DOCUMENT TEXT -
· · · · ·

Magic missle always hits, with no save, and it's a force attack so nothing has resistance or immunity (beyond spell resistance which applies to almost all spells, and those that do not are often touted as being the "other" overpowered spells like the orb spells).  Even a 20th level fighter has a chance of missing, and most mid to high level opponants have resistances and immunities to the energy spells like fireball.


----------



## KarinsDad (Jun 9, 2006)

irdeggman said:
			
		

> Casting a shield spell is really important for a wizard who is not wearing armor and needs to be “productive”.  It is probably one of his best low level protective spells and when combined with mage armor offers a substantial amount of protection for a character that really needs it.




Shield and Mage Armor are fine for a fighting first level Wizard. But, it does take up two of his two (or three) spells and makes him mostly worthless except as a combatant. If he is doing that, Magic Missile is the least of his worries.

And given the choice, I do not know of anyone who would take Shield over Mage Armor at lower levels unless the player knew the character would be fighting an arcane spell casting opponent.


I think you are grossly overestimating the value of a Shield spell against Magic Missile in the vast majority of situations since the vast majority of opponents (in most campaigns) do not have Magic Missile, nor do the vast majority of characters in a game have a Shield spell available.


Your original point with the Shield spell, Tower Shield, and Smoke Stick examples was that Magic Missile is a balanced spell because these defenses exist. Since most characters do not have the Shield spell, the Tower Shield does not stop Magic Missile at all, and a Smoke Stick can at best delay it for few rounds (and not necessarily for a single round), I do not think your original point had much weight to it since these defenses are mostly worthless and minimally few and far between.

In the big picture of the game, these defenses hardly help at all against Magic Missile. Your balance claim is like saying that a defense against getting bombed in Iraq by the U.S. is that one day out of the month, you will not be in Iraq. That one day doesn't really help on the other days of the month if an attack does occur. If you do not use or have a Smoke Stick or a Shield spell (which is true for the vast majority of characters and situations), you can still get Magic Missiled.

· · · · ·

DATA EXCERPTS -

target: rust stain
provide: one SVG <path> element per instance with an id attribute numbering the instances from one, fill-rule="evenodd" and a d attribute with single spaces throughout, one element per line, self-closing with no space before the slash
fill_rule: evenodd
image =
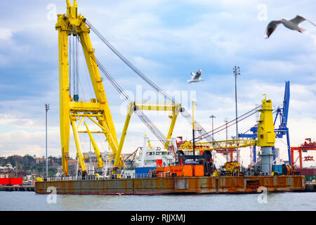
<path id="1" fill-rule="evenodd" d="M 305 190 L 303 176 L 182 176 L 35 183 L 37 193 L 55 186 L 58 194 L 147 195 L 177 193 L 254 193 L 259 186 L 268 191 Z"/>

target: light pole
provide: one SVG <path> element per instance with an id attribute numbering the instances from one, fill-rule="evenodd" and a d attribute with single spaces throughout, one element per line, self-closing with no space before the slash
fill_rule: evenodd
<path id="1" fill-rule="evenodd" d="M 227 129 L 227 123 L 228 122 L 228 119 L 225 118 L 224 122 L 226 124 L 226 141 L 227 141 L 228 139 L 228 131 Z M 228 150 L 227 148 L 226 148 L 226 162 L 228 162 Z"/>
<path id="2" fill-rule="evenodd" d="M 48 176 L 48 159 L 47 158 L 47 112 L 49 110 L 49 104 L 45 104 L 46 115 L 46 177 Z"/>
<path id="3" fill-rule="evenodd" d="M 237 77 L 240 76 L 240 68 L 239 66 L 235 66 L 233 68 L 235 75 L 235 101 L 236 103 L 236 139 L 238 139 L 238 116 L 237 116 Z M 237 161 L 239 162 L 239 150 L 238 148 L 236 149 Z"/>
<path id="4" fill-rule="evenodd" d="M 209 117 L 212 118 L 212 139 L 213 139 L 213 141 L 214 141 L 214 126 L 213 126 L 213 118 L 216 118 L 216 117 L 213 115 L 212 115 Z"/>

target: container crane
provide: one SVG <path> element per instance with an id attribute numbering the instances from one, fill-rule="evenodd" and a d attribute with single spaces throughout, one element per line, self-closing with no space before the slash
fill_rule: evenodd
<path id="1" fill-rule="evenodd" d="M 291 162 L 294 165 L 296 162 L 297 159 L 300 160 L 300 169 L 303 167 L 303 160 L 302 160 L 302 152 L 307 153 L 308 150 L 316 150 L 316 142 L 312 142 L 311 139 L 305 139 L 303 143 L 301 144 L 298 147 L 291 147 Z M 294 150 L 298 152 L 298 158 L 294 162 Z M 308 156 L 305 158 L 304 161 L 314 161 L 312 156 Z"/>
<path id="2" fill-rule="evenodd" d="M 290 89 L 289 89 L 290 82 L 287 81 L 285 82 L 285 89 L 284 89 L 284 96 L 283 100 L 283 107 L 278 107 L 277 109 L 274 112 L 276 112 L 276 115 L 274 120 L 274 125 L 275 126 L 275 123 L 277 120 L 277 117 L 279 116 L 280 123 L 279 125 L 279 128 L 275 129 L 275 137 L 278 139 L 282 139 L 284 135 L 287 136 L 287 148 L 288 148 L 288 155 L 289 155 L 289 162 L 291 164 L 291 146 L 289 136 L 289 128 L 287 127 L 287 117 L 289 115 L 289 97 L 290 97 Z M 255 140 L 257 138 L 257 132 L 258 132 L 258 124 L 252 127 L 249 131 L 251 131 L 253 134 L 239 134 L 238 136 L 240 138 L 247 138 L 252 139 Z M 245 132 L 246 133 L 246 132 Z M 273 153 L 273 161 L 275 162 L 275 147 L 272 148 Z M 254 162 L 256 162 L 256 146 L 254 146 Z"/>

· · · · ·

PARTS OF THE EXERCISE -
- 1) Reproduce the passage from the forum thread on Magic Missile, starting with "## KarinsDad (Jun" and going on through "spell casting opponent.".
- 2) Answer the following questions using the forum thread on Magic Missile.
(a) What type of attack is Magic Missile said to be?
(b) According to KarinsDad, how many of a first level Wizard's spells do Shield and Mage Armor take up?
(c) Which three defenses are named as examples in the original point that KarinsDad disputes?

RESULTS IN ORDER -
- 1)
## KarinsDad (Jun 9, 2006)

irdeggman said:
			
		

> Casting a shield spell is really important for a wizard who is not wearing armor and needs to be “productive”.  It is probably one of his best low level protective spells and when combined with mage armor offers a substantial amount of protection for a character that really needs it.




Shield and Mage Armor are fine for a fighting first level Wizard. But, it does take up two of his two (or three) spells and makes him mostly worthless except as a combatant. If he is doing that, Magic Missile is the least of his worries.

And given the choice, I do not know of anyone who would take Shield over Mage Armor at lower levels unless the player knew the character would be fighting an arcane spell casting opponent.

- 2)
(a) A force attack.
(b) Two of his two (or three) spells.
(c) The Shield spell, the Tower Shield, and the Smoke Stick.